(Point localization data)
⁂

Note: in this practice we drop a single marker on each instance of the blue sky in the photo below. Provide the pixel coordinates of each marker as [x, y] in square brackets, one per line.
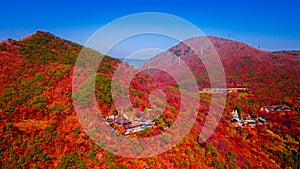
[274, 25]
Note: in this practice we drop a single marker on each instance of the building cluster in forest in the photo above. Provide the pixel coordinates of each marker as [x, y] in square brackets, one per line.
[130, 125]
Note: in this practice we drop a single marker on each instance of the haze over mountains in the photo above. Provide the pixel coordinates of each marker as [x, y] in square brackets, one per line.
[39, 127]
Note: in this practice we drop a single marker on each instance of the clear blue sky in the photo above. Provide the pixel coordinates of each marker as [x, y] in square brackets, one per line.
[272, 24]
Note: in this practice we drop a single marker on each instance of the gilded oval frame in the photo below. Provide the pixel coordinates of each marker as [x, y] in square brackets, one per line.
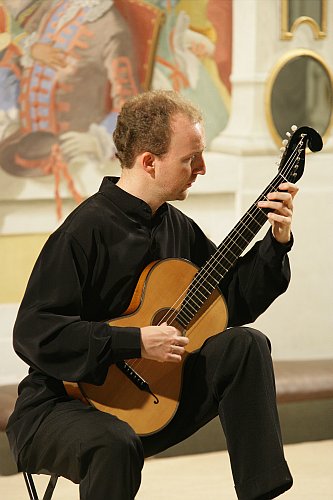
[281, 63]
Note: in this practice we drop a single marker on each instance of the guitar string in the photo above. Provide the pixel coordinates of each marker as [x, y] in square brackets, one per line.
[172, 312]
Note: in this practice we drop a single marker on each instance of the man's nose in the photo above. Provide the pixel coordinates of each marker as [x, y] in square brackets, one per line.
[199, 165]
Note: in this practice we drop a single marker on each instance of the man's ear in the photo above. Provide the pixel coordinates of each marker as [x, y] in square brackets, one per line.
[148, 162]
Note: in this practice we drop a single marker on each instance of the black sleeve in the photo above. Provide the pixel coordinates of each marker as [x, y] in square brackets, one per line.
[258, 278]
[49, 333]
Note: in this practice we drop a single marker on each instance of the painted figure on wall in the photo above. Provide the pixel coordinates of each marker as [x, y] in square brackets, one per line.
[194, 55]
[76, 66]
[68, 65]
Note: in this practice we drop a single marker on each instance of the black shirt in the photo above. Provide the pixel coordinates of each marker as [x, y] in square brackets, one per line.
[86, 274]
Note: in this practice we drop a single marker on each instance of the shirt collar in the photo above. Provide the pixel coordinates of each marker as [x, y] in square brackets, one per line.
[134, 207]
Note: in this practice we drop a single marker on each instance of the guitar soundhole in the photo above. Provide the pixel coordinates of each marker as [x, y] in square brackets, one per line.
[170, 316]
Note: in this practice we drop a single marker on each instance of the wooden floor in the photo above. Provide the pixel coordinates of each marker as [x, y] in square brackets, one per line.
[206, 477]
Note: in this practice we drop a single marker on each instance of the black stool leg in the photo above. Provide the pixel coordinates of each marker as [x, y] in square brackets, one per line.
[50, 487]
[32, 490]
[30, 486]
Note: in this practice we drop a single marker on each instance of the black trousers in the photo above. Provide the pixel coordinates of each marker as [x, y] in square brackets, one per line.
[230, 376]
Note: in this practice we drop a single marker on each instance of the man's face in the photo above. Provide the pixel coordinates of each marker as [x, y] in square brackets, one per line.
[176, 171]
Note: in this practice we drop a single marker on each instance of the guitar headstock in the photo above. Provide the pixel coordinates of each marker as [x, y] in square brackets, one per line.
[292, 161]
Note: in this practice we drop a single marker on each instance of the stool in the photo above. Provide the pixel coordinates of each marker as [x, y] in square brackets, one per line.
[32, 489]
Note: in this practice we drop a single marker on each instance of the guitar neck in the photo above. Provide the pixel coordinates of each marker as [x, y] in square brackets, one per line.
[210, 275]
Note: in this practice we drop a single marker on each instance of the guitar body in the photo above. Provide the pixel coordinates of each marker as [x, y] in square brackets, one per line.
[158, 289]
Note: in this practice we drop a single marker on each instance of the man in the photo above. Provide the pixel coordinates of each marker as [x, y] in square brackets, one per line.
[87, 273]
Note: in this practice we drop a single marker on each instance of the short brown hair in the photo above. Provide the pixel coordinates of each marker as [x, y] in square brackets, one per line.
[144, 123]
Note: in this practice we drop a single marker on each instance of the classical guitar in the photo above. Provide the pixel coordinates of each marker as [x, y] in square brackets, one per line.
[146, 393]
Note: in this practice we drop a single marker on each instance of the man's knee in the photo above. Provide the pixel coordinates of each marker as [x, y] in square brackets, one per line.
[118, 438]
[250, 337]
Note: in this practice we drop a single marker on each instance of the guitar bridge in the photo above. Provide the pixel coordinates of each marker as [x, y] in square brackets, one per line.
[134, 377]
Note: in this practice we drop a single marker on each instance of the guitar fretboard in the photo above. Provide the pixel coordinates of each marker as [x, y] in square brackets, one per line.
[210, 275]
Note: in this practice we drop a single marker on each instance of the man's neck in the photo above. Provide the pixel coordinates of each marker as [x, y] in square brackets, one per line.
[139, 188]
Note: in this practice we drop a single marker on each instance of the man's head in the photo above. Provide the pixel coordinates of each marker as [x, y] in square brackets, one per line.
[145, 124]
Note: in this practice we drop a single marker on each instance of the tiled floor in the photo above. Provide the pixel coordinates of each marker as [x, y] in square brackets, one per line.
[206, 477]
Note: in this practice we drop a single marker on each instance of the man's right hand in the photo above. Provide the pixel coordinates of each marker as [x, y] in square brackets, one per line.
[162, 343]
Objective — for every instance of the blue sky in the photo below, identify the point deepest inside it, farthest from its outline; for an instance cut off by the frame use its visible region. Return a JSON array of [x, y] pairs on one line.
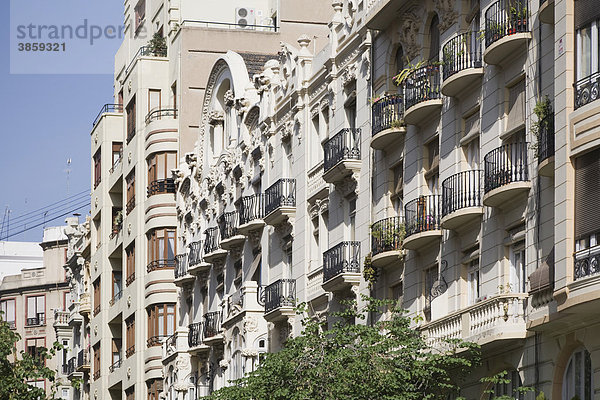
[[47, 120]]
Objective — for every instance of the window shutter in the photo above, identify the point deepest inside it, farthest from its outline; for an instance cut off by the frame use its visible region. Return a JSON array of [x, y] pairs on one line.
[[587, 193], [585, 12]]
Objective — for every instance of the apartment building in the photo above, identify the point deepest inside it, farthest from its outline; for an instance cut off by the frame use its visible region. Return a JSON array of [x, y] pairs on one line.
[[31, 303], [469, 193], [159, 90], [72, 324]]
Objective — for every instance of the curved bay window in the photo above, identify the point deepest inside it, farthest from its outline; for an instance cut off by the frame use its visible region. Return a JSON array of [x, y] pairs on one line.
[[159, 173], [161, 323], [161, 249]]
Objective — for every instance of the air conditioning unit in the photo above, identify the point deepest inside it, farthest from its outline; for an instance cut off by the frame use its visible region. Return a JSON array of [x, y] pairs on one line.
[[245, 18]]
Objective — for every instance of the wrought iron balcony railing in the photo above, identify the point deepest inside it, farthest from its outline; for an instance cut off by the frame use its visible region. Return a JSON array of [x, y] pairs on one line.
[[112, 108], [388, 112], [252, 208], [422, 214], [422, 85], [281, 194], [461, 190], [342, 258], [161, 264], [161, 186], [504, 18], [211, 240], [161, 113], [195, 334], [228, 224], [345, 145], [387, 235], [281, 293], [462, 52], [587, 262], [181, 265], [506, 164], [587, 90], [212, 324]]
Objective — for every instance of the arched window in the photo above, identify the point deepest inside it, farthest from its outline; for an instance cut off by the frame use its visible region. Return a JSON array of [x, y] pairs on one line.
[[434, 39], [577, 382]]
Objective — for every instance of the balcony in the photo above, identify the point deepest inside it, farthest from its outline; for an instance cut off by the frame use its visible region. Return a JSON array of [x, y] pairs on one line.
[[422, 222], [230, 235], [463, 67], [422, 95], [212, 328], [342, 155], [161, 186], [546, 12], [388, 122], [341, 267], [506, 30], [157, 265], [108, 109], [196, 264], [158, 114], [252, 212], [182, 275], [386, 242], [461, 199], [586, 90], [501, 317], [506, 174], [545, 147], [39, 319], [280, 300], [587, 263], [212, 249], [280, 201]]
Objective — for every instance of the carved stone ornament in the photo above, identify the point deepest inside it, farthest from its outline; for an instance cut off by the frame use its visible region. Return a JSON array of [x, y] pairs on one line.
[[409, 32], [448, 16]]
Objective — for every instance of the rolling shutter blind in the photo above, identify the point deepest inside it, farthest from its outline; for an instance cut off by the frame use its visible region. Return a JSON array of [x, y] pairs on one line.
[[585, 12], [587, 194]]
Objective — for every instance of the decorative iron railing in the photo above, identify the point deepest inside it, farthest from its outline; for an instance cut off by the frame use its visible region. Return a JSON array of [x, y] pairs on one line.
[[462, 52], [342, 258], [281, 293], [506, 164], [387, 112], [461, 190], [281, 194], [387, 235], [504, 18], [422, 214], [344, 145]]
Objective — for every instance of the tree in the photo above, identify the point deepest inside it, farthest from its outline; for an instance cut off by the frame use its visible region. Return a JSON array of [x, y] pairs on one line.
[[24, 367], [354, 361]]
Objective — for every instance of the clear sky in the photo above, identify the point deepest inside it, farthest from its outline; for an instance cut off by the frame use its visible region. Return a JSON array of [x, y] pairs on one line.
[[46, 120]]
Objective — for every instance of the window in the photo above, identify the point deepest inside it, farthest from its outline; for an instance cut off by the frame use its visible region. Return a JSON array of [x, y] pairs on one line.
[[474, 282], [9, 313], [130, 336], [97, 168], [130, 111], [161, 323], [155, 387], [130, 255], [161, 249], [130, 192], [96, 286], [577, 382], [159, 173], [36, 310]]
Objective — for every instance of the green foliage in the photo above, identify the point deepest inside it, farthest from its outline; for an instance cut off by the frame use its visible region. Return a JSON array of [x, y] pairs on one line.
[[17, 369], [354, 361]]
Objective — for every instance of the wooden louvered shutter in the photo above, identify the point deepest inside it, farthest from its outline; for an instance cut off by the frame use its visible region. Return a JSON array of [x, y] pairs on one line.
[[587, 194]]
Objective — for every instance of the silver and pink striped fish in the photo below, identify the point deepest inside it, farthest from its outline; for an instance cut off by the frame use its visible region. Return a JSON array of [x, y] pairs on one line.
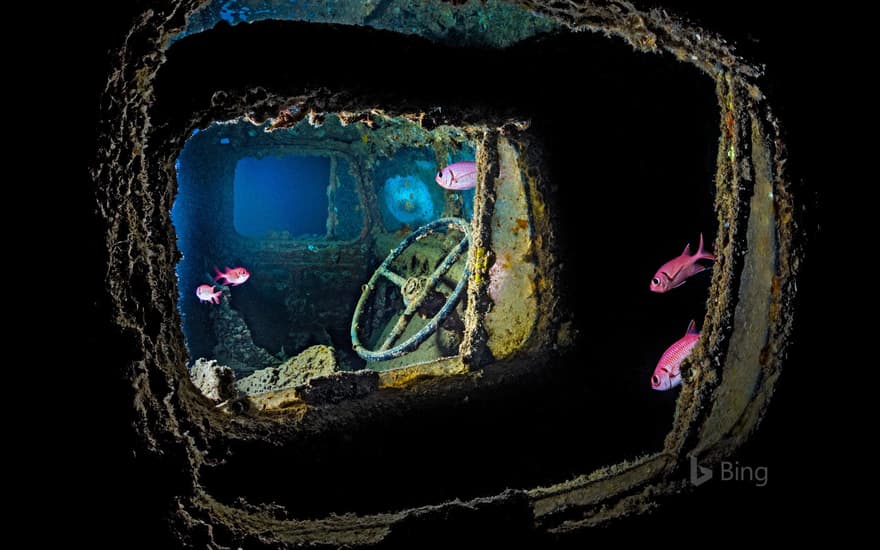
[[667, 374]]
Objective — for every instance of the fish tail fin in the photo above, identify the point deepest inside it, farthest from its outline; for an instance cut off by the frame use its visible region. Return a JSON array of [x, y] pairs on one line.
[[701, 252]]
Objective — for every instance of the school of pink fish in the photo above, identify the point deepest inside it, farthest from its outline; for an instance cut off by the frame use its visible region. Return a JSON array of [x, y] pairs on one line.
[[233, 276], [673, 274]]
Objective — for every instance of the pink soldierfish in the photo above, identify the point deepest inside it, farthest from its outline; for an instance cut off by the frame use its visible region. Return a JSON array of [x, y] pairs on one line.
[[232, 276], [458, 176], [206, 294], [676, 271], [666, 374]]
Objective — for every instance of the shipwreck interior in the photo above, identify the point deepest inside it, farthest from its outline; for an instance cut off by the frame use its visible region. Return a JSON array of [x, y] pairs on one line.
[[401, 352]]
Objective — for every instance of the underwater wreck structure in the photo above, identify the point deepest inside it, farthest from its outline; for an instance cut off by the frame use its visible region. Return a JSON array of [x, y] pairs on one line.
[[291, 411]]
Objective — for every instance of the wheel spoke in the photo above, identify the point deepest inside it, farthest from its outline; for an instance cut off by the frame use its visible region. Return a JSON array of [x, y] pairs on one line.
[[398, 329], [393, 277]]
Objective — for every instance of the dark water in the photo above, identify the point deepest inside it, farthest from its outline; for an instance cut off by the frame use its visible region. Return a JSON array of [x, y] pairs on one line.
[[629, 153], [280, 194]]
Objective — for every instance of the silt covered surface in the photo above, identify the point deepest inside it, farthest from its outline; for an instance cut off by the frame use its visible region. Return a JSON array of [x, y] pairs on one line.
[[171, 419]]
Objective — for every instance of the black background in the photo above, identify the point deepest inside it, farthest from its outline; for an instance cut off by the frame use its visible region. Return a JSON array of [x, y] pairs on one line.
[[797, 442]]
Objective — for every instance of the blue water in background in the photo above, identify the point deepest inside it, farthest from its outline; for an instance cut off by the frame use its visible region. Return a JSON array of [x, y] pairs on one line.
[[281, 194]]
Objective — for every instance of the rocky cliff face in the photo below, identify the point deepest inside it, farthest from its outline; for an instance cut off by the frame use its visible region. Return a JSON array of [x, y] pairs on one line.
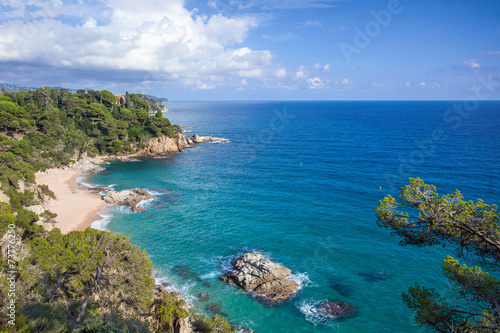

⁂

Write out exactly, please, the lines that start at the one containing "Objective — for every instance of the underwater" and run through the final line of the entries, both included, leaving pictures out.

Objective — for every instance of the underwater wreck structure in the photo above, identify the point deepest inside it, farthest from its outline; for an instance cut off by the frame use its visible region. Return a JSON array of [x, y] pairs on one line.
[[291, 411]]
Objective — for every instance of the wheel spoke in the photo above, identify the point deepest inside it, farthest from its outline; for an instance cut off by the frame use its visible region. Return a JSON array of [x, y] pairs on one line.
[[398, 329], [393, 277]]
Objective — for every instance of the dark water in the photo above, identify the point deepest inside it, farthest from its outline; for an instance cut off by the frame use its visible region. Return a JSON array of [x, y] pairs on one line.
[[629, 153], [280, 194]]
Objective — for every instance of the silt covered surface in the photo above, identify the point deepest inside it, farthest from its outline; for an instance cut off by the frame use its visible region. Return a JSON array of [x, y] pairs on one line.
[[171, 419]]
Objective — for every instance of the black background in the photo above, identify the point deepest inside it, farthest from its outline; for an instance cut off by the frame use its visible region. Return a JSON array of [x, y] pairs on one line.
[[797, 442]]
Objective — for every instance of the blue water in background in the photo above, identify the point deepest inside it, farthest from its outline; for an instance cut off by the frame use its visible region. Return a JSON array of [x, y] pairs on one line.
[[281, 194]]
Objective — for every instance of the rocky cliff face in the photo below, identify the point deepest inside it, farthest from its outline; for an instance cut off by the frame use its visible region. Return a JSON array of [x, y] pairs on one line.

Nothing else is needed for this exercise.